#### Aim of the task:
Rewrite the lines below as a numbered list and skip any blank lines. Keep the pictures out of the list.

(Image location labeling lines)
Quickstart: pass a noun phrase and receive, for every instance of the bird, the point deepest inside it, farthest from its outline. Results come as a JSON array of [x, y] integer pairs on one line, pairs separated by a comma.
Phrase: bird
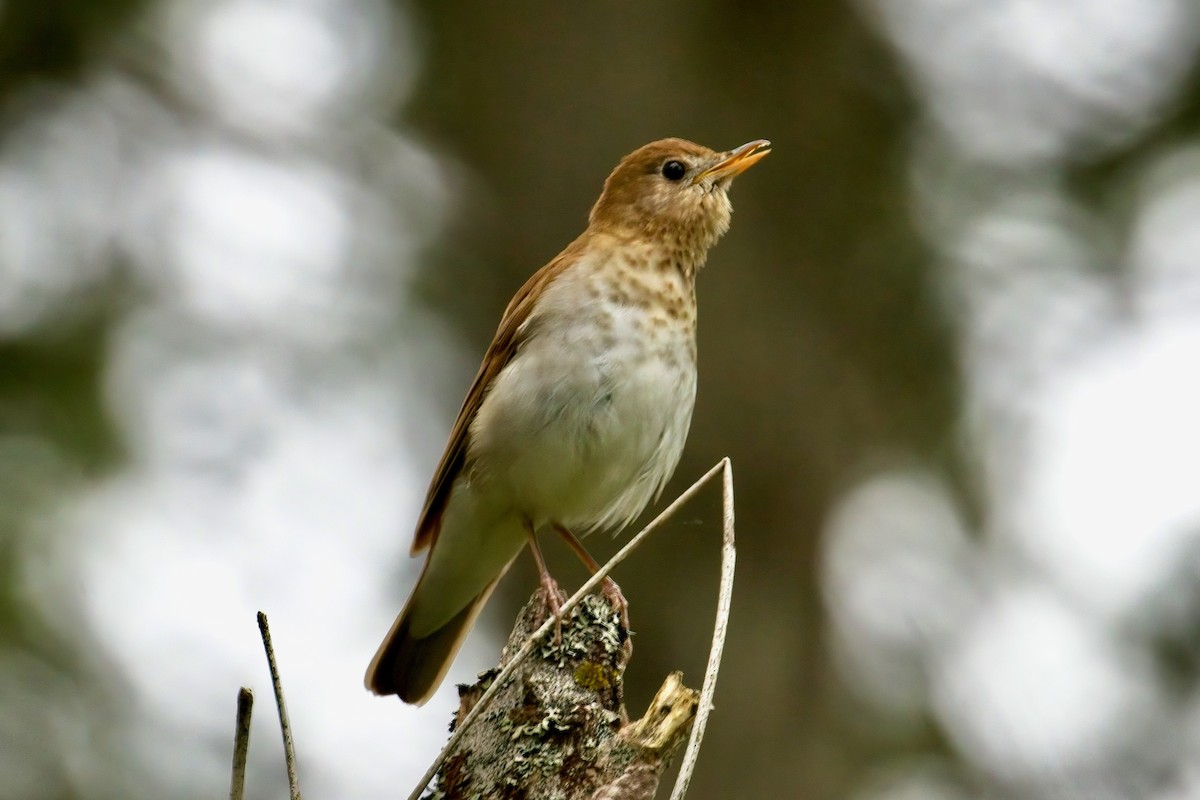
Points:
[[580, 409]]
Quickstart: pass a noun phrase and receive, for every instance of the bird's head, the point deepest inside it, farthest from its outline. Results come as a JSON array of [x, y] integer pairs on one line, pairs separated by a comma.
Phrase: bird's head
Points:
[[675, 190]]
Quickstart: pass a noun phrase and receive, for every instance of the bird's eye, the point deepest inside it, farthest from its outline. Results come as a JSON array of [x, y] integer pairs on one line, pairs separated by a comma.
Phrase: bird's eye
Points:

#### Right answer:
1. Quickstart: pass a noun phrase and receive, for every instance of the bird, the point deepest inside it, farthest from its outline. Results come as a JSON array of [x, y] integer pairs on one line, pairs separated by a comma.
2. Phrase: bird
3. Points:
4. [[580, 409]]
5. Quickstart: pass a noun phrase and receive, for every instance of the bird's head, the point deepest inside it, farthest from its outline. Results come as a JSON array of [x, y] integer pairs on one line, pairs separated by a comma.
6. Phrase: bird's head
7. Points:
8. [[675, 190]]
9. Quickstart: pass a noun phrase and receive, for every instance of the bird's eye, the point deepest inside it, farthest from its outline. Results come as a JSON array of [x, y] integer pairs on one line, pairs separated by a comma.
10. Phrase: bird's eye
11. Points:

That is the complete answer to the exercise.